• [TASKS TO COMPLETE]:
[A] In the passage on ancient Tyndaris, what number of citizens did the city's population soon reach?
[B] List every proper place name in the first paragraph of the passage on ancient Tyndaris, not counting Tyndaris itself.

• [SELECTED EXCERPT]:

------

Ancient Tyndaris was strategically situated on its prominent hill overlooking the wide bay of the Tyrrhenian Sea bounded by the Capo di Milazzo on the east, and the Capo Calavà on the west. It was connected by a comparatively narrow isthmus with the lower ground inland. It thus commanded views of the summit of Mount Etna and northwards to the Lipari Islands.

It was one of the latest of all the cities in Sicily that could claim a purely Greek origin, having been founded by the elder Dionysius in 396 or 395 BC in Magna Graecia; the site is so strategic that it is a surprise it was not occupied earlier. The original settlers were the remains of the Messenian exiles, who had been driven from Naupactus, Zacynthus, and the Peloponnese by the Spartans after the close of the Peloponnesian War. These had at first been established by Dionysius at Messana, when he repeopled that city; but the Spartans having taken umbrage at this, he transferred them to the site of Tyndaris, which had previously been included in the territory of Abacaenum. The colonists themselves gave to their new city the name of Tyndaris, from their native divinities, the "Tyndaridae" or Dioscuri, and readily admitting fresh citizens from other quarters, soon raised their whole population to the number of 5000 citizens. The new city thus rose at once to be a place of considerable importance.

------

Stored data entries
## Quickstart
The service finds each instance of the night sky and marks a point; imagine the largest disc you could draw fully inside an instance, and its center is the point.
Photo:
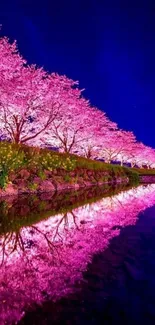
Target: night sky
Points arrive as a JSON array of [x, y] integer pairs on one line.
[[109, 46]]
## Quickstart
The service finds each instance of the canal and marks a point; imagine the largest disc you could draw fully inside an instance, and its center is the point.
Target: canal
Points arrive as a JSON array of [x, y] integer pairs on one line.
[[84, 257]]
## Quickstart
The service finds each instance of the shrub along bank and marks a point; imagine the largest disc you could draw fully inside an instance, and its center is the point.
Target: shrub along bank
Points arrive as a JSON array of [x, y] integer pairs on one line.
[[32, 169]]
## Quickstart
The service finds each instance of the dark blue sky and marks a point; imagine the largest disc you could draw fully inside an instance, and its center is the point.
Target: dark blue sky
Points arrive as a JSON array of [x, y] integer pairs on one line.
[[109, 46]]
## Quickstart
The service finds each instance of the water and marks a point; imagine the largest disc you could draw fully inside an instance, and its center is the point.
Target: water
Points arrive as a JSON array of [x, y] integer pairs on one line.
[[85, 257]]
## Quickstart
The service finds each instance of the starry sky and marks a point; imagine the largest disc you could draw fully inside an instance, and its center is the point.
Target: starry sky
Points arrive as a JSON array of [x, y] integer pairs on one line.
[[109, 46]]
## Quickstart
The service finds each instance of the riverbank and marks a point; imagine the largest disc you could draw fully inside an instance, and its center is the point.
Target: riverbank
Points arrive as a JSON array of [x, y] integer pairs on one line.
[[26, 169]]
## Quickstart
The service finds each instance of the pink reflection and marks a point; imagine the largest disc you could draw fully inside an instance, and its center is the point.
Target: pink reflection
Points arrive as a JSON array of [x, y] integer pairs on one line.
[[46, 259]]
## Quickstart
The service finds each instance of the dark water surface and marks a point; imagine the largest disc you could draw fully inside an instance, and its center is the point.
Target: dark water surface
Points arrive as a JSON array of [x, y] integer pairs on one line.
[[85, 257]]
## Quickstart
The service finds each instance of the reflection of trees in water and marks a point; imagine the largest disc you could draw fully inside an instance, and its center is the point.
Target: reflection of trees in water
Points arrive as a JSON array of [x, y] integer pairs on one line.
[[46, 259]]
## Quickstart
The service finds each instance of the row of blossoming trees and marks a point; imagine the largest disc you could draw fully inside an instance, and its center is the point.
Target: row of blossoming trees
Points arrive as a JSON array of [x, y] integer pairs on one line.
[[38, 108]]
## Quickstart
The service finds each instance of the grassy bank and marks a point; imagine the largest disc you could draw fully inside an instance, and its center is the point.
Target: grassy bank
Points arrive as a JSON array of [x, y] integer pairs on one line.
[[20, 162]]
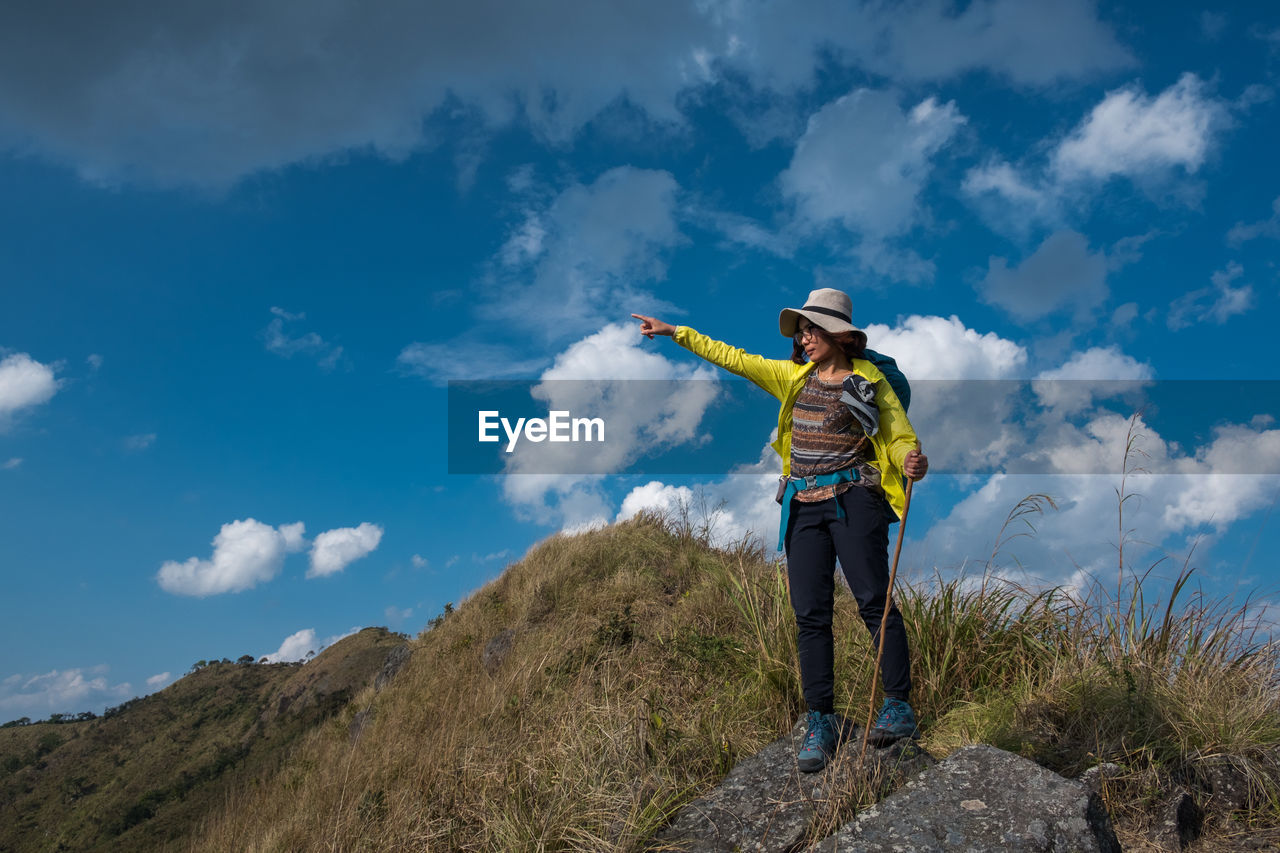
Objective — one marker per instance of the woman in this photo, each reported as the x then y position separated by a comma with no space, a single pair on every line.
845,443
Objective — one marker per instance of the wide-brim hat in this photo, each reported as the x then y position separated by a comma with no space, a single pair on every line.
826,308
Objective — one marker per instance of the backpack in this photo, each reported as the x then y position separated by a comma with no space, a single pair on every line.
896,381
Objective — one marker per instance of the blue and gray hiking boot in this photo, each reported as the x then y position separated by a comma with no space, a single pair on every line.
895,721
819,742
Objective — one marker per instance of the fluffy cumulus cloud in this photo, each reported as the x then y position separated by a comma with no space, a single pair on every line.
215,94
1088,375
23,383
645,401
59,692
1132,133
1148,140
863,163
961,389
1060,274
938,347
568,265
336,550
574,260
731,509
1179,496
246,553
302,644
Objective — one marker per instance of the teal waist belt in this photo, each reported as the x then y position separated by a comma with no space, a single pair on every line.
798,483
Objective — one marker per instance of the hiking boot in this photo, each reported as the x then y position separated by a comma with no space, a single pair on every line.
819,742
895,721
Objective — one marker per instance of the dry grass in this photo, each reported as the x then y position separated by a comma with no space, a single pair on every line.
644,662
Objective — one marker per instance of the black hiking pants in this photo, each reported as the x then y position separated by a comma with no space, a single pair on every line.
816,538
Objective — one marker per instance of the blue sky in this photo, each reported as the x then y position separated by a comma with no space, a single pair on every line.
246,249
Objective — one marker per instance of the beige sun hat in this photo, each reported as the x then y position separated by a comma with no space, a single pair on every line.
826,308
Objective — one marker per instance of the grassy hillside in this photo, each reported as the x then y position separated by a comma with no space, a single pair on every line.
147,772
609,676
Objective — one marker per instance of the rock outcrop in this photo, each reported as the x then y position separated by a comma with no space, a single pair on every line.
978,799
982,799
766,804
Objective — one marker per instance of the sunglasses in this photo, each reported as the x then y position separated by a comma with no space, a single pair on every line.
807,332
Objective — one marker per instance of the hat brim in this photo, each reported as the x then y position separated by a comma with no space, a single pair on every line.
790,318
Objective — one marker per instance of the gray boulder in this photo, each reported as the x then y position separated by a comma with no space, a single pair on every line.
981,799
767,804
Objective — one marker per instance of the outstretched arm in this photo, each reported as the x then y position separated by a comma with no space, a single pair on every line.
652,325
771,374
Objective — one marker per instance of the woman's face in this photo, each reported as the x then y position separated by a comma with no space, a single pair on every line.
816,343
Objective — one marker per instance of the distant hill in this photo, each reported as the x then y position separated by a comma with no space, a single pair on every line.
151,770
608,678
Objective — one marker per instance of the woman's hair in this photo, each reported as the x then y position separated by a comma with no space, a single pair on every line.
854,343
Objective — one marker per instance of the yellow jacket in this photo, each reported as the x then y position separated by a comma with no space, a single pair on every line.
785,378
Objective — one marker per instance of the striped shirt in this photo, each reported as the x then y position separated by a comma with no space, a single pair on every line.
826,437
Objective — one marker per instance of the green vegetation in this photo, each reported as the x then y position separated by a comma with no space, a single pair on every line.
146,772
608,678
641,664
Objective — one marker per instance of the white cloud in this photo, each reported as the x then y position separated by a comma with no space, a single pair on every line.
397,614
334,550
1060,273
730,510
23,383
246,553
300,644
618,377
241,87
1152,141
1130,133
1178,497
1216,304
594,245
295,647
1088,375
59,692
1032,203
140,442
863,162
282,343
936,347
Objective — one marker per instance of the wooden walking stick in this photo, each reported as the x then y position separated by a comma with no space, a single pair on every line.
888,605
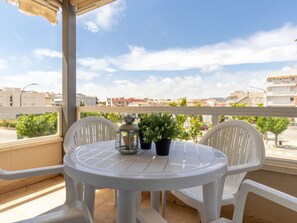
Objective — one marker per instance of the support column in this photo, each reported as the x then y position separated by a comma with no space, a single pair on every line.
69,64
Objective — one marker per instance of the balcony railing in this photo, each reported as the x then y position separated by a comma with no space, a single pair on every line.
213,112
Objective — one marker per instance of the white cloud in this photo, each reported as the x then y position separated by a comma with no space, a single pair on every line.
41,53
103,18
47,81
220,84
263,47
3,63
94,64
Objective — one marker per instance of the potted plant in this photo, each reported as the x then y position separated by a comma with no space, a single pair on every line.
143,124
163,128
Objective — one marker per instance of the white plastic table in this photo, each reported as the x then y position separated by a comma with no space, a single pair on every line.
100,165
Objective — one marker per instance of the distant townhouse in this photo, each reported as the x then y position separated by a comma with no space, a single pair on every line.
15,97
81,100
128,102
251,99
282,90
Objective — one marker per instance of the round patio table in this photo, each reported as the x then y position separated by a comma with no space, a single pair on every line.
100,165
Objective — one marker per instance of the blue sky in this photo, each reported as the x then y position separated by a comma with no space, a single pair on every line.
155,48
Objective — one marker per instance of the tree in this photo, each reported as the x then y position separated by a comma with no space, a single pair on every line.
277,126
250,119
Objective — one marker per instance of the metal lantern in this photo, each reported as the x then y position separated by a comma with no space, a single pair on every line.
127,136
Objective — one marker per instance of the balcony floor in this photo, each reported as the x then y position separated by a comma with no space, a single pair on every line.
37,198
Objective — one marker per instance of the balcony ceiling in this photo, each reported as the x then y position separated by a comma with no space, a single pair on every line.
49,8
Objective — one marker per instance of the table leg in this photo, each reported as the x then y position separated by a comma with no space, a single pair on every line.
89,198
126,208
155,200
212,197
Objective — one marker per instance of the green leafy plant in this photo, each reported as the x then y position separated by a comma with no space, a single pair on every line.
144,121
37,125
163,126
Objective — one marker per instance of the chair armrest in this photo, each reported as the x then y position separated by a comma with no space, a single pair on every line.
269,193
242,168
12,175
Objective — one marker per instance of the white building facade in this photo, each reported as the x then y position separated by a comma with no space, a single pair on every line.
281,90
15,97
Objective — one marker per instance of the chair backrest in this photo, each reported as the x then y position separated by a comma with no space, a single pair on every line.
89,130
269,193
243,145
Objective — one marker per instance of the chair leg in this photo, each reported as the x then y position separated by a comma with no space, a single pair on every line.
115,196
163,208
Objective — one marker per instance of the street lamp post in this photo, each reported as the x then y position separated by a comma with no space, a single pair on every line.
22,91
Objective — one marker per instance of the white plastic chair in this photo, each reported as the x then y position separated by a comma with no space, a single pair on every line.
85,131
269,193
244,147
72,211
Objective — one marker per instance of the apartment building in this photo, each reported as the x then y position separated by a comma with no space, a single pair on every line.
246,97
130,102
81,100
282,90
15,97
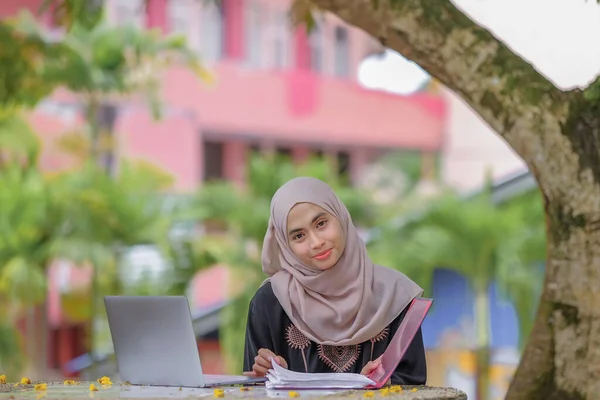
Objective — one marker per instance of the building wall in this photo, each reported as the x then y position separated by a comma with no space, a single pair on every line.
471,147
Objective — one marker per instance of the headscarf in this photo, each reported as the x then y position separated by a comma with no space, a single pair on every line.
347,304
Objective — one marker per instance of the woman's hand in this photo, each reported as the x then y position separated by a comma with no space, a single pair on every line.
262,363
371,367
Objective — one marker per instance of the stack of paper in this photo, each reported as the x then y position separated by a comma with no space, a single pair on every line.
281,378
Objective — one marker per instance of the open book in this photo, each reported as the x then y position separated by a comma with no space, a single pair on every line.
281,378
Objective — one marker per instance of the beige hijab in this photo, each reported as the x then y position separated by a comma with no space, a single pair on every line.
347,304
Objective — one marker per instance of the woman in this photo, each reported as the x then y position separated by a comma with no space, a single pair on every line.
326,307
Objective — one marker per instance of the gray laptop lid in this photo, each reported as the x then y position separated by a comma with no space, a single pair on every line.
154,340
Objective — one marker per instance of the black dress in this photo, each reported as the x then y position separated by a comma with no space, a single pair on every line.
269,327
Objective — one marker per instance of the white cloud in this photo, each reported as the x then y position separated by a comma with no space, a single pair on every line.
561,38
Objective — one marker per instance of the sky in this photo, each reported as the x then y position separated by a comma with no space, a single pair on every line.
561,38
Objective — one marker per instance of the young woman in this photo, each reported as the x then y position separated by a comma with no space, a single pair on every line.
326,307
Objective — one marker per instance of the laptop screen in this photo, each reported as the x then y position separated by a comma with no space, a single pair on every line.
404,335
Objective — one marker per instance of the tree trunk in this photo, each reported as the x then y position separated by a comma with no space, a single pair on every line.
482,353
562,358
558,135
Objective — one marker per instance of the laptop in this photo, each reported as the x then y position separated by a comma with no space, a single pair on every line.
155,344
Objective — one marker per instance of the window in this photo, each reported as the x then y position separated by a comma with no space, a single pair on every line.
178,14
341,52
107,115
281,40
253,35
213,27
315,41
213,160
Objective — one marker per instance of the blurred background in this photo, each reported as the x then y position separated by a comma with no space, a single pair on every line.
140,147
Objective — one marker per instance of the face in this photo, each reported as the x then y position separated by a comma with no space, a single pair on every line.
315,236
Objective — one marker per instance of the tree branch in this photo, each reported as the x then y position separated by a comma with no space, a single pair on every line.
499,85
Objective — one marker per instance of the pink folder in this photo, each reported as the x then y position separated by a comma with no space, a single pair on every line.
406,332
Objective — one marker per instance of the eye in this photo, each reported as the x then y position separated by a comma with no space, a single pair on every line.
298,236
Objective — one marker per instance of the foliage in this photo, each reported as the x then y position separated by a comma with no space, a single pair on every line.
244,213
68,13
484,242
480,240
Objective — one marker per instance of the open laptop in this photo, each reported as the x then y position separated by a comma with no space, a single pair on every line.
155,344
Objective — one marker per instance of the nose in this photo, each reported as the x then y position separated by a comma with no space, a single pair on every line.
315,241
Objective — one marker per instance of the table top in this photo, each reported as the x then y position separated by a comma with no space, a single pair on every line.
83,390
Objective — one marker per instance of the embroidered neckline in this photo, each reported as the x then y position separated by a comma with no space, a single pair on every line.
339,358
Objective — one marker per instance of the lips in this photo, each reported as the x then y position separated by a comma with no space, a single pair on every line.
323,255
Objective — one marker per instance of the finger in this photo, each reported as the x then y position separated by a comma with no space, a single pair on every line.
262,362
266,353
259,370
279,360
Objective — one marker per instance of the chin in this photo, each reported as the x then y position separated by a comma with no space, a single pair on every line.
326,266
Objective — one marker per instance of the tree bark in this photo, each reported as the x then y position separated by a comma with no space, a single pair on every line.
558,136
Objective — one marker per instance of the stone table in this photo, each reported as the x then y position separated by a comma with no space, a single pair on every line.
81,390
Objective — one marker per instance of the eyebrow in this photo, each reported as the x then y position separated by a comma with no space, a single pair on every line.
316,217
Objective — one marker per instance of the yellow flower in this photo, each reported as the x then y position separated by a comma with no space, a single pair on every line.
41,386
105,380
396,389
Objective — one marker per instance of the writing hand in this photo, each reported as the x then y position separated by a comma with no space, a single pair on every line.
262,363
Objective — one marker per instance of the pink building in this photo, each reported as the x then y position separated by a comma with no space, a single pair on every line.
278,89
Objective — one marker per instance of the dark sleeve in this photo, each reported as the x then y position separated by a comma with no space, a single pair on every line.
258,334
412,369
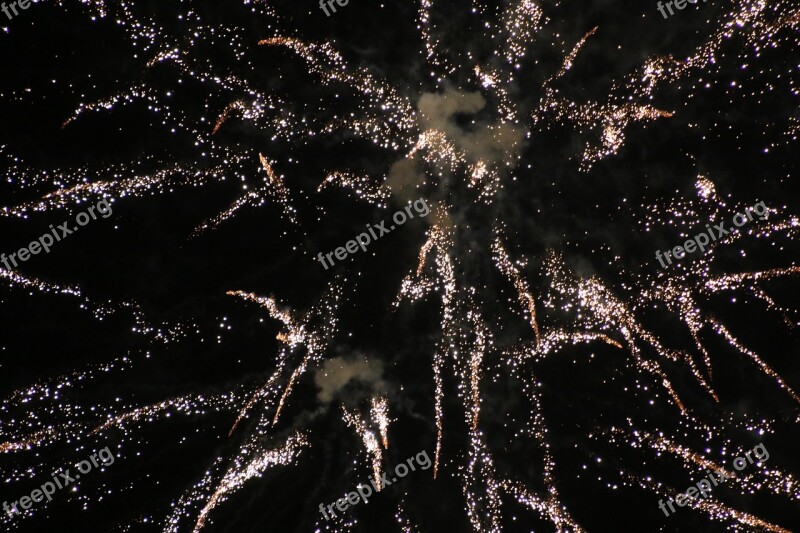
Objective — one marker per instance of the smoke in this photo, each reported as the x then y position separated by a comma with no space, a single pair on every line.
487,142
337,373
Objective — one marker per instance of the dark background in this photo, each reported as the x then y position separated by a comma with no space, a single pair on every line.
59,55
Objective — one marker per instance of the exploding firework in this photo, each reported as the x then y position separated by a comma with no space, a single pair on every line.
527,270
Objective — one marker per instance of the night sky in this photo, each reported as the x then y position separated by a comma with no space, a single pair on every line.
173,171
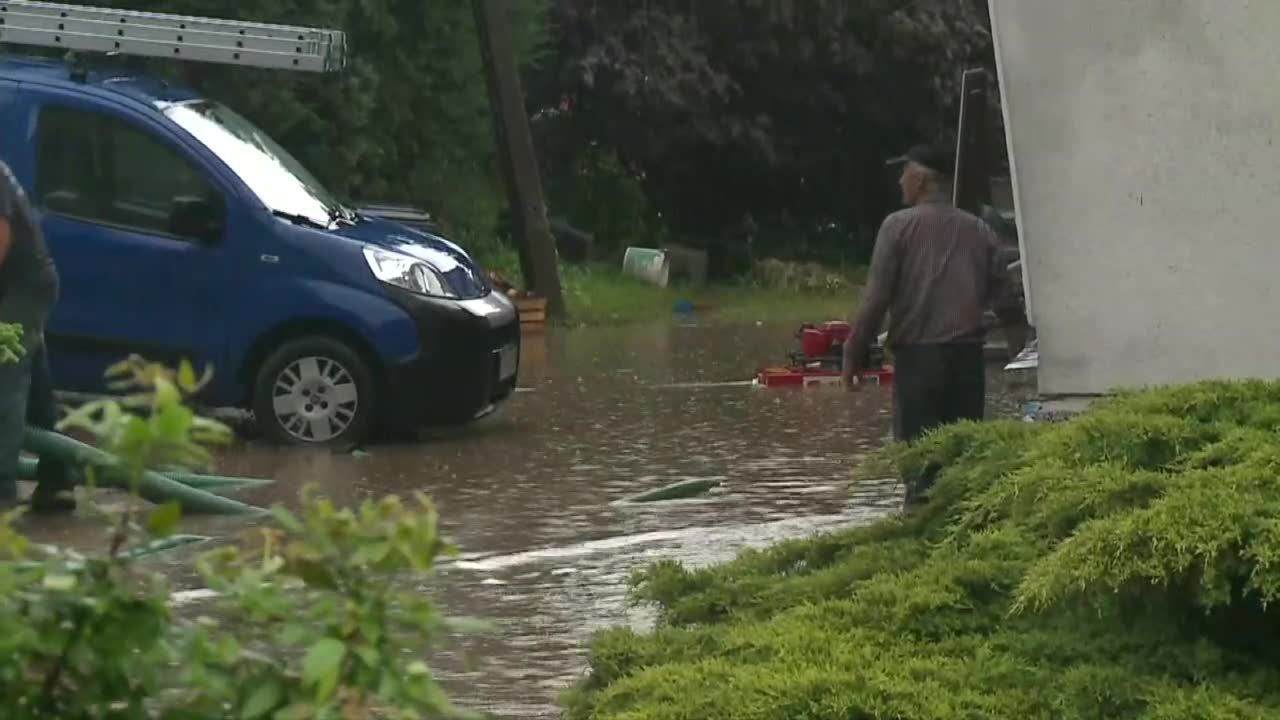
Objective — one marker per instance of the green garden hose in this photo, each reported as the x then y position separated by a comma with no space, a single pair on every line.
152,486
27,472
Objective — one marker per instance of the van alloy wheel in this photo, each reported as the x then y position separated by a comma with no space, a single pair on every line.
315,391
315,399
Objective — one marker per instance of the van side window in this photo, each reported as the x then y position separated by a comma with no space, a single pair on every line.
96,168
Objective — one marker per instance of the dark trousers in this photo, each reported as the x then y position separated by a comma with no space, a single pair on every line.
937,384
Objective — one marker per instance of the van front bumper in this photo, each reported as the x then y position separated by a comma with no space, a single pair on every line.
467,361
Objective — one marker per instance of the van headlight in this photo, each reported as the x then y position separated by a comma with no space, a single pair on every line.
407,273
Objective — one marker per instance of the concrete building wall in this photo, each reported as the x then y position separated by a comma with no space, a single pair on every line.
1144,140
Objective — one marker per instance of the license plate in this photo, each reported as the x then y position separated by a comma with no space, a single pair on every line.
508,361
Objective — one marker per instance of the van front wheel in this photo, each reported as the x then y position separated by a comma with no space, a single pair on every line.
314,391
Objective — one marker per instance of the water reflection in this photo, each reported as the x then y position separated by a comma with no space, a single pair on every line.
529,495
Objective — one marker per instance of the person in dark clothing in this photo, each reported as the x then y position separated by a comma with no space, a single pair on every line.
28,291
935,270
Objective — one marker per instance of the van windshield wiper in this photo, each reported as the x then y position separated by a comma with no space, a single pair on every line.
301,219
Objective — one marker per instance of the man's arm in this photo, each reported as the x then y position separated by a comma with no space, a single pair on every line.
8,206
881,283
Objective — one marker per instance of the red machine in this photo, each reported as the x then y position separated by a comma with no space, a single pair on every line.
819,360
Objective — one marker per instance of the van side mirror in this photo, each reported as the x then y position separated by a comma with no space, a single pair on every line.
197,218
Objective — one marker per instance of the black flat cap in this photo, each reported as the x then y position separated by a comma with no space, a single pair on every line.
937,156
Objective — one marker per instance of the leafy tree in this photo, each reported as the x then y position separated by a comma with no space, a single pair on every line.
777,110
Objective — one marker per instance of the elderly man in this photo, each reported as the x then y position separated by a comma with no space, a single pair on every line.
935,269
28,290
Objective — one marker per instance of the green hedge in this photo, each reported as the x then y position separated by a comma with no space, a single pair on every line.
1119,565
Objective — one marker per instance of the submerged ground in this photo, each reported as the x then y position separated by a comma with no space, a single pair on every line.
530,495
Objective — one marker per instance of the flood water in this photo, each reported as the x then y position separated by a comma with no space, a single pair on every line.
531,493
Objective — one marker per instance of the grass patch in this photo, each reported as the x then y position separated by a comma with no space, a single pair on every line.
1124,564
600,295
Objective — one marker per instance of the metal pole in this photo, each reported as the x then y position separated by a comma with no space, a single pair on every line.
973,180
534,238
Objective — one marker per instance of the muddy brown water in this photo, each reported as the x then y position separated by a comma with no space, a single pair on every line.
531,493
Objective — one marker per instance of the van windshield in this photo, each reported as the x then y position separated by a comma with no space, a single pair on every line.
283,183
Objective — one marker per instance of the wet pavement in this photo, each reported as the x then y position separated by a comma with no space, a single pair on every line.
531,493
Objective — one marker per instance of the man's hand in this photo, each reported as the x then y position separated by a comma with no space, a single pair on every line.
849,381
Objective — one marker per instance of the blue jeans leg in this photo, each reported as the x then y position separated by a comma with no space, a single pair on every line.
14,388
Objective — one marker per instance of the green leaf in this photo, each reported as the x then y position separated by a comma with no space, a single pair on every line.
164,520
315,574
261,701
60,583
296,711
321,664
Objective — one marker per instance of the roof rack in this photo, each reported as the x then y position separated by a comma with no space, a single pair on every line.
161,35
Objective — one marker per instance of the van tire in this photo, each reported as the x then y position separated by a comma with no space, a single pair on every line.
315,392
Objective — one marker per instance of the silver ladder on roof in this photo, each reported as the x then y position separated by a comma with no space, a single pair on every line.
160,35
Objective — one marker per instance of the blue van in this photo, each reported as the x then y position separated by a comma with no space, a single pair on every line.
182,231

------

• [COMPLETED EXERCISE]:
[A] 5000 citizens.

[B] Tyrrhenian Sea, Capo di Milazzo, Capo Calavà, Mount Etna, Lipari Islands